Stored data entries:

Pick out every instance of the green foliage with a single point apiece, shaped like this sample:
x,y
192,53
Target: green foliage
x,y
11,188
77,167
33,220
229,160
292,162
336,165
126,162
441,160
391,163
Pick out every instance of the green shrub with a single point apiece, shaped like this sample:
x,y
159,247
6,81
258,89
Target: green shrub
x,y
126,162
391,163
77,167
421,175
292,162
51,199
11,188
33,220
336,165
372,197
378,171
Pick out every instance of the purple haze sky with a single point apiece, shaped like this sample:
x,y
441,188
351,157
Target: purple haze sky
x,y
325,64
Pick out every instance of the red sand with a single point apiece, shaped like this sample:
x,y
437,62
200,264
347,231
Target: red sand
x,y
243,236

Action item: Could you set down every record exactly as given?

Response to the exercise:
Pick out every instance of the green foliage with a single point apiece, shaped like this sample:
x,y
192,53
Target: green foliage
x,y
11,188
77,167
33,220
229,160
292,162
336,165
126,162
441,160
391,163
Pick out every instance of the green shrub with a single point apiece, shaped like this sample:
x,y
159,247
6,81
258,89
Target: green shrub
x,y
126,162
391,163
77,167
421,175
292,162
51,199
11,188
33,220
336,165
372,197
378,171
Pick out every instance of the purple haze sky with a single point apiece, shaped like this sample:
x,y
441,188
351,157
Target: purple haze sky
x,y
325,64
Pick out every instance of the red sand with a single point apiece, shaped like this sample:
x,y
437,62
200,264
347,231
Target: red sand
x,y
243,236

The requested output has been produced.